#### Given records ####

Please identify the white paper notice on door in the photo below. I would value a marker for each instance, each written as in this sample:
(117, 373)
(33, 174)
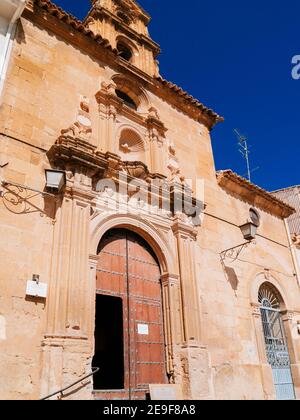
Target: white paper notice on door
(143, 329)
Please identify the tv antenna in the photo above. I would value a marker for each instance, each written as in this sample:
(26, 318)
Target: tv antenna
(244, 149)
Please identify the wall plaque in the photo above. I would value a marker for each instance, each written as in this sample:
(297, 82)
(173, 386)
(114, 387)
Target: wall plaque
(165, 392)
(143, 329)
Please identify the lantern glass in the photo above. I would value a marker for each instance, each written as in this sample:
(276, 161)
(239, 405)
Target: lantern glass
(55, 180)
(249, 231)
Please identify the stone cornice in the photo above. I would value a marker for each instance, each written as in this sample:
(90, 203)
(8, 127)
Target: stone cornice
(73, 30)
(253, 194)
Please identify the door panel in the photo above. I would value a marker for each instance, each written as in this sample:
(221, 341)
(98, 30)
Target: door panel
(127, 268)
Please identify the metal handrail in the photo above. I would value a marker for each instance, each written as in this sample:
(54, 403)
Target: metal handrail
(61, 391)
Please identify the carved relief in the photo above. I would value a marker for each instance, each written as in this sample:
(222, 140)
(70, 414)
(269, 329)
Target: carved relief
(173, 165)
(82, 127)
(296, 239)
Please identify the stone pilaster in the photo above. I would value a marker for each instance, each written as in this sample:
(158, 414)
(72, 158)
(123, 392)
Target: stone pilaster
(265, 368)
(191, 358)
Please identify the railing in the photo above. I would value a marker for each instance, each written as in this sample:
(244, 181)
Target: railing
(61, 391)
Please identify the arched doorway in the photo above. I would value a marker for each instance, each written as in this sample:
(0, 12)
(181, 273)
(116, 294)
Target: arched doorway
(276, 345)
(129, 336)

####

◆ Request
Rewrite the items from the line containing "Please identify the arched" through the end of the items as a JSON list of strings. Each line becomes one string, and blank lines are omitted.

◆ Answer for this exercise
[
  "Please identify the arched doorway in the photo above. I would value a marker for each instance, each written as in this sample:",
  "(0, 12)",
  "(181, 273)",
  "(116, 294)",
  "Target: arched doorway",
  "(276, 345)",
  "(129, 336)"
]